"""

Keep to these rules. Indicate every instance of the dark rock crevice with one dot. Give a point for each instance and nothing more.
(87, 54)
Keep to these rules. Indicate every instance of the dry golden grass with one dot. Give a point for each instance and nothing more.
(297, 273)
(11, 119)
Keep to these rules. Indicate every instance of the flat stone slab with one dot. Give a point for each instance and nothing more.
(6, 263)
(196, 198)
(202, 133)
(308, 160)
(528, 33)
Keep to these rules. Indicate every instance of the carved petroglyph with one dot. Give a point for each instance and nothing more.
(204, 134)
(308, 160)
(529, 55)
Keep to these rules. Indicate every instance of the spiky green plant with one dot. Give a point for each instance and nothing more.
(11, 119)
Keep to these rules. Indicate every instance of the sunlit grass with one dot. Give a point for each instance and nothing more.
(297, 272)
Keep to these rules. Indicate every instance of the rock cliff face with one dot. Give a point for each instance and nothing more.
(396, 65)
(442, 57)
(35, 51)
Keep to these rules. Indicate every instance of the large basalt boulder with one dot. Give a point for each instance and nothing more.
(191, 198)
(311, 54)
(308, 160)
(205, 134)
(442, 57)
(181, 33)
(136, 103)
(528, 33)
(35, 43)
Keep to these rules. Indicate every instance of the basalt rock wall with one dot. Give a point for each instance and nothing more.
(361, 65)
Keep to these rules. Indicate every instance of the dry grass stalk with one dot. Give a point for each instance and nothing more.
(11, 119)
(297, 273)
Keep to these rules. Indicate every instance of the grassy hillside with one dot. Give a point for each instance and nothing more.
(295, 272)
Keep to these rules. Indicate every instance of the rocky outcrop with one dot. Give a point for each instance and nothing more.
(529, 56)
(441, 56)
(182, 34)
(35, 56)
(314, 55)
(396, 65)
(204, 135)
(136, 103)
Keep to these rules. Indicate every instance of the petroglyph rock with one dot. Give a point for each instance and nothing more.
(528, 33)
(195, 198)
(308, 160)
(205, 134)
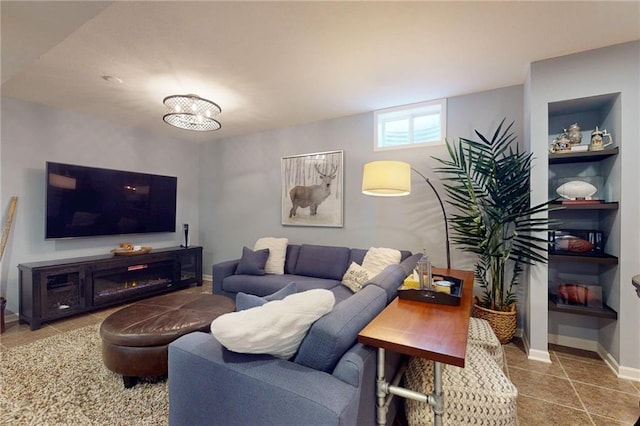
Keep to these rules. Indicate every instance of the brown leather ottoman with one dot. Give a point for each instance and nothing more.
(135, 339)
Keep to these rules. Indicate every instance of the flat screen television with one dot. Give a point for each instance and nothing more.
(88, 201)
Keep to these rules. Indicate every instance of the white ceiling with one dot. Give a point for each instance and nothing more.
(279, 64)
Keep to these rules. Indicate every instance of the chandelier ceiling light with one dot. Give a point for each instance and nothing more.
(191, 112)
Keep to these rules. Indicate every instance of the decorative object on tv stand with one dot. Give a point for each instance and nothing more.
(129, 249)
(191, 112)
(488, 182)
(597, 139)
(393, 179)
(185, 227)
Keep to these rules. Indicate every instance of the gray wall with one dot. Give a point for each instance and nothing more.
(228, 191)
(240, 183)
(33, 134)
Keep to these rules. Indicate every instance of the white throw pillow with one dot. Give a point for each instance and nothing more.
(277, 253)
(378, 258)
(276, 328)
(355, 277)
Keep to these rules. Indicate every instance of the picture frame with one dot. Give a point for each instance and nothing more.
(312, 189)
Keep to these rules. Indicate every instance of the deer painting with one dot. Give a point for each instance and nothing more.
(312, 196)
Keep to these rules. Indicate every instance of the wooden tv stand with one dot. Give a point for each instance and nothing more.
(55, 289)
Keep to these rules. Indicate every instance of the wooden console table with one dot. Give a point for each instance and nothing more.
(427, 330)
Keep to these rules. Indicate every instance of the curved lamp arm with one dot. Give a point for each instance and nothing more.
(444, 215)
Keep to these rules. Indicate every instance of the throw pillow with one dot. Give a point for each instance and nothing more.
(277, 253)
(355, 277)
(252, 262)
(247, 301)
(275, 328)
(378, 258)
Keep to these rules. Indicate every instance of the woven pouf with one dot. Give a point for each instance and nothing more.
(481, 334)
(479, 394)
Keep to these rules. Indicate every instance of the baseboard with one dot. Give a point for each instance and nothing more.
(10, 318)
(573, 342)
(620, 371)
(534, 354)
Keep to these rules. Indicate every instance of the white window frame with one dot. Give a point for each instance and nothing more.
(411, 111)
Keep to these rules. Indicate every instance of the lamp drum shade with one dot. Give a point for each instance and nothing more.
(386, 178)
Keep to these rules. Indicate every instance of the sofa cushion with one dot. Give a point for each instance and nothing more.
(275, 328)
(355, 277)
(292, 258)
(267, 284)
(252, 262)
(332, 335)
(322, 261)
(277, 253)
(378, 258)
(247, 301)
(357, 255)
(390, 279)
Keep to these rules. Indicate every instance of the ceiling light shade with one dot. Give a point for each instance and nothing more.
(191, 112)
(386, 178)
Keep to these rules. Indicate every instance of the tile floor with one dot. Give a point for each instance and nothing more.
(577, 388)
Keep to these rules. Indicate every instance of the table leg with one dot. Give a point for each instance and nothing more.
(381, 389)
(385, 391)
(438, 398)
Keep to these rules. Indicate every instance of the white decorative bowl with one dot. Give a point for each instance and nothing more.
(576, 189)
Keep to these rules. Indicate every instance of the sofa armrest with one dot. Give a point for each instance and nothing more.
(220, 271)
(210, 385)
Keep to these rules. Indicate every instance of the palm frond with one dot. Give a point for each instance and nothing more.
(488, 184)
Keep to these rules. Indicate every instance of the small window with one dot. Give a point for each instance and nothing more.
(409, 126)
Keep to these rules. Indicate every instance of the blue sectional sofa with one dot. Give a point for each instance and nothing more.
(329, 381)
(309, 266)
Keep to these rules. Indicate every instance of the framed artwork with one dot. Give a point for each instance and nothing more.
(312, 189)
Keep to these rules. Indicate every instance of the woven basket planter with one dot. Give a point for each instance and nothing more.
(502, 323)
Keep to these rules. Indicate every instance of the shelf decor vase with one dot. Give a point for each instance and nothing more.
(503, 323)
(574, 134)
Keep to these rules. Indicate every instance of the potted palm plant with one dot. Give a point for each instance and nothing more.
(488, 184)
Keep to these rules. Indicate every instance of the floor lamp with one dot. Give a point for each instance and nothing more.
(393, 179)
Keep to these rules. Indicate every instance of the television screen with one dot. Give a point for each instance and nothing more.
(88, 201)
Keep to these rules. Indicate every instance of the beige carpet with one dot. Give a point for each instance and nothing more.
(61, 380)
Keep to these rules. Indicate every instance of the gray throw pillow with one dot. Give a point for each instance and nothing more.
(247, 301)
(252, 262)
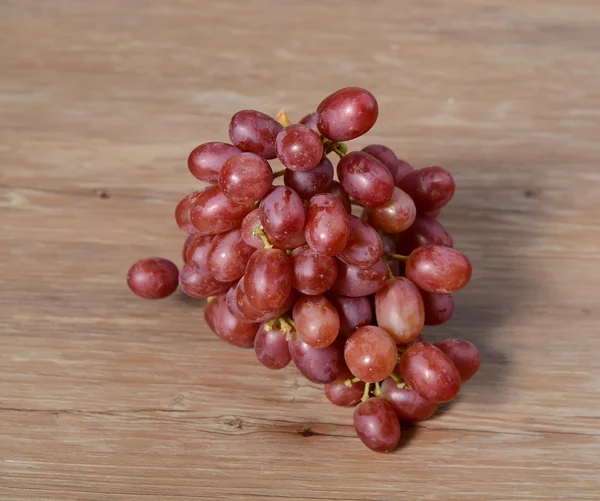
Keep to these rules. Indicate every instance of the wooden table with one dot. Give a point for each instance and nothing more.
(107, 397)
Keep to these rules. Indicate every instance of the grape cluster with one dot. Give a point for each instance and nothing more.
(290, 271)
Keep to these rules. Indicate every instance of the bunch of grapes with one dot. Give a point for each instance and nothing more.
(289, 271)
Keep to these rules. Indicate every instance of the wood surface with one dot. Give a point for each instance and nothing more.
(104, 396)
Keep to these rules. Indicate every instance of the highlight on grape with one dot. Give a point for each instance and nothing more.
(289, 271)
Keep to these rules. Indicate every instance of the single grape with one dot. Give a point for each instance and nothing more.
(438, 269)
(399, 310)
(299, 148)
(395, 215)
(228, 255)
(431, 188)
(246, 177)
(282, 213)
(309, 183)
(425, 230)
(430, 373)
(271, 348)
(353, 312)
(409, 406)
(327, 227)
(364, 248)
(370, 354)
(319, 365)
(199, 283)
(255, 132)
(338, 192)
(182, 212)
(353, 281)
(268, 279)
(205, 161)
(153, 278)
(339, 393)
(231, 329)
(438, 307)
(213, 212)
(398, 168)
(365, 179)
(377, 425)
(464, 355)
(347, 114)
(312, 273)
(317, 320)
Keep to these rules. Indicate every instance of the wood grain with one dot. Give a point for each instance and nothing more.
(106, 397)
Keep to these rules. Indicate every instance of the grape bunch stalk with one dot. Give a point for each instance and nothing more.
(289, 271)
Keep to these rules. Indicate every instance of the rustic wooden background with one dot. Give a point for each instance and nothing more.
(107, 397)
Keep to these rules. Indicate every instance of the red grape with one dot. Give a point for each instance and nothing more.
(309, 183)
(438, 307)
(312, 272)
(198, 282)
(399, 310)
(205, 161)
(271, 348)
(395, 215)
(230, 328)
(299, 148)
(153, 278)
(409, 406)
(365, 178)
(255, 132)
(438, 269)
(347, 114)
(353, 281)
(370, 354)
(327, 228)
(228, 255)
(282, 213)
(319, 365)
(431, 187)
(364, 247)
(340, 394)
(213, 212)
(268, 279)
(353, 312)
(425, 230)
(317, 321)
(430, 373)
(338, 192)
(246, 177)
(377, 425)
(182, 212)
(464, 355)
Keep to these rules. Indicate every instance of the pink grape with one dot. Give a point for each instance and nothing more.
(430, 373)
(364, 248)
(464, 355)
(431, 188)
(327, 227)
(255, 132)
(365, 179)
(438, 269)
(312, 273)
(245, 178)
(153, 278)
(399, 310)
(213, 212)
(370, 354)
(299, 148)
(317, 321)
(205, 161)
(347, 114)
(377, 425)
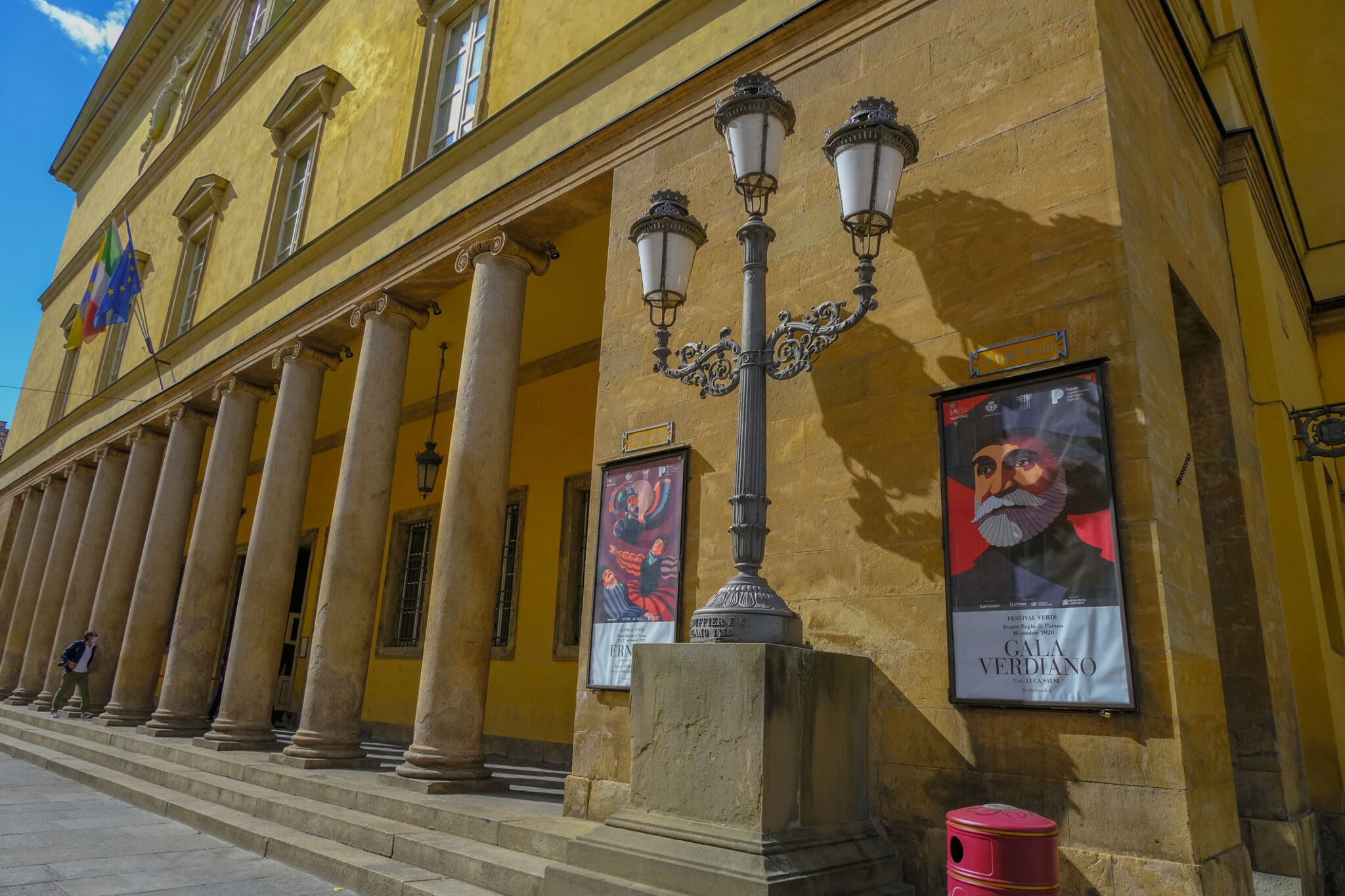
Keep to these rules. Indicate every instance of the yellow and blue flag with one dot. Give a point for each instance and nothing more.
(121, 286)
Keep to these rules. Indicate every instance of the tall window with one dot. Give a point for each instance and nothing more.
(506, 595)
(68, 375)
(459, 78)
(410, 599)
(112, 352)
(571, 582)
(296, 202)
(410, 562)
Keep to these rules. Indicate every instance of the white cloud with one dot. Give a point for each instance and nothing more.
(93, 35)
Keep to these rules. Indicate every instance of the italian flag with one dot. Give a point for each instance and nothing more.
(84, 326)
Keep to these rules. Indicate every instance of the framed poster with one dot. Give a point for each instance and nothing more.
(638, 574)
(1036, 613)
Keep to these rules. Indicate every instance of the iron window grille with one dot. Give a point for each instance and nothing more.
(410, 599)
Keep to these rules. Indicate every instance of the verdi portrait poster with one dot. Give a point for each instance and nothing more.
(1033, 584)
(638, 575)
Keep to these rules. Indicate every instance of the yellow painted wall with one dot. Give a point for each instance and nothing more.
(1282, 371)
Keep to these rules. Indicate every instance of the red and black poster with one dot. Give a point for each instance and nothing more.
(638, 575)
(1036, 613)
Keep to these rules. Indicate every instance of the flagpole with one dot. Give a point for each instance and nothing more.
(141, 312)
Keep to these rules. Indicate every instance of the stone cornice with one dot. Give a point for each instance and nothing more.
(109, 450)
(143, 39)
(783, 50)
(188, 413)
(500, 242)
(238, 386)
(303, 351)
(389, 303)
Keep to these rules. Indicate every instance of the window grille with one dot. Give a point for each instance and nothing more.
(410, 603)
(296, 195)
(509, 571)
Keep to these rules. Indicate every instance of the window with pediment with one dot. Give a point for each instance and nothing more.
(197, 213)
(296, 129)
(455, 65)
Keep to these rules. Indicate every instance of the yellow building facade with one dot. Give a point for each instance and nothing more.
(346, 187)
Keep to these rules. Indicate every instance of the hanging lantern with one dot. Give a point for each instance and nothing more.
(430, 459)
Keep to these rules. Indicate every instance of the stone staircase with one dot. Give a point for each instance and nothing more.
(343, 826)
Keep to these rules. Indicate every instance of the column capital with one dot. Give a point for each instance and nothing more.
(109, 450)
(503, 244)
(240, 386)
(188, 413)
(304, 351)
(147, 435)
(389, 303)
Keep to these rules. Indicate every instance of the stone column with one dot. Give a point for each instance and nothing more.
(185, 699)
(112, 601)
(156, 580)
(34, 566)
(244, 720)
(55, 578)
(451, 708)
(18, 557)
(328, 726)
(87, 566)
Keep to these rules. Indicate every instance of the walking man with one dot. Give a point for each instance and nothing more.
(76, 658)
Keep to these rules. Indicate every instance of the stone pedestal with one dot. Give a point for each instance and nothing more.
(749, 774)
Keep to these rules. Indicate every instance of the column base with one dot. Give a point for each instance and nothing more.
(324, 762)
(444, 785)
(225, 742)
(121, 717)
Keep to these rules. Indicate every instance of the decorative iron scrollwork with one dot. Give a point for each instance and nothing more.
(1321, 430)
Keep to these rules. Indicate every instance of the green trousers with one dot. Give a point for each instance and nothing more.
(69, 681)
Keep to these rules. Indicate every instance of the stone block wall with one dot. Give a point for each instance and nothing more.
(1015, 222)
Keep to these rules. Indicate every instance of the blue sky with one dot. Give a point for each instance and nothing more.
(50, 55)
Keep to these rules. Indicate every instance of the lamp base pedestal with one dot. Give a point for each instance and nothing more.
(748, 775)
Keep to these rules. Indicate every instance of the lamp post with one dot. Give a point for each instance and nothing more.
(870, 151)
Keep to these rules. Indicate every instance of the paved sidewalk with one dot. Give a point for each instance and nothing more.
(68, 840)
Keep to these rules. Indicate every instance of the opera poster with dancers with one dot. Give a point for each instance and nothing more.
(638, 575)
(1036, 613)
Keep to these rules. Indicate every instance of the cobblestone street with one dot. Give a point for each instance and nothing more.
(64, 839)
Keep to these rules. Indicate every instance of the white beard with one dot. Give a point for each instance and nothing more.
(1026, 515)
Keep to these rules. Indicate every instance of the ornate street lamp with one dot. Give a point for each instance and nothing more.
(870, 152)
(428, 461)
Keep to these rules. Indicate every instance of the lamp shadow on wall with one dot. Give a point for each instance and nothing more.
(992, 273)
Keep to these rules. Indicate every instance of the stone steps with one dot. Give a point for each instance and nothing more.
(343, 826)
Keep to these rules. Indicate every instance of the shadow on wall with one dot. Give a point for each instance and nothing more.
(989, 272)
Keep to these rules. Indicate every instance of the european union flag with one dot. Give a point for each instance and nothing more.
(115, 307)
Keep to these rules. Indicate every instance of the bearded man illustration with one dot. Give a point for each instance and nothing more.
(1040, 513)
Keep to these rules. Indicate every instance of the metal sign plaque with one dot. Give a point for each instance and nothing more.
(1020, 352)
(648, 438)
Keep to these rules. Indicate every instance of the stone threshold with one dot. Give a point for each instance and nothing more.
(338, 824)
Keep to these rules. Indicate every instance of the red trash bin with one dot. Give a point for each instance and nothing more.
(998, 849)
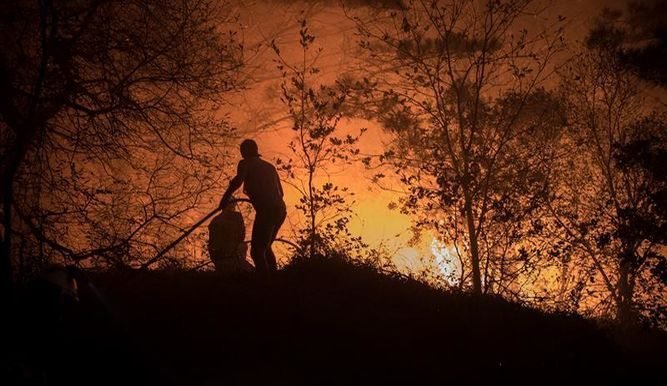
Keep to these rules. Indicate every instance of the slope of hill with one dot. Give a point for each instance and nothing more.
(330, 323)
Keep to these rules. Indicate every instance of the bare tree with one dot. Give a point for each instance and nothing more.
(608, 205)
(459, 84)
(108, 113)
(318, 146)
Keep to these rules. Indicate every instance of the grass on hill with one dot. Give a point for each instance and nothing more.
(326, 322)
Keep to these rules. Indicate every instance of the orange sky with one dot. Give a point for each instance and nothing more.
(258, 112)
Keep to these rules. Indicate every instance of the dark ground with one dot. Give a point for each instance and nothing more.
(315, 323)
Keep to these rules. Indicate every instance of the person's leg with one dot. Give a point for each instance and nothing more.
(261, 238)
(278, 220)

"""

▶ _Task objective_: Every line from the one containing "Keep to these rules. Indicate every instance of the red trash" through the end of the entries above, both included, should be extracted exactly, with pictures left out.

▶ _Task result_:
Keep to these rules. Indicate every instance of the red trash bin with one dot. Give a point for each instance and nothing more.
(998, 849)
Keep to these rules. Indicate every instance of the slope of hill with one dot. Give a point for each instance and nothing more.
(330, 323)
Keep to these rules. Indicate every instance of the bare tree with one dot. Give a point for each instance and nothing more.
(608, 205)
(459, 84)
(108, 113)
(318, 146)
Keep to these rules. Indicate every instance of the grass on hill with one dot. Give a point for each instance and nothing more.
(326, 322)
Keep to these rules. Indicate every instance of the orange sky with one dot. Give a point for each instance and nothing more.
(258, 112)
Keep to these rules. Indicate every instance of the dark ground with one dot. Give a point for each instance and nothing more.
(315, 323)
Keep to these rules. Indicate every instance of the person's leg with one dot. Give a point for each instance and nothing more.
(261, 238)
(278, 220)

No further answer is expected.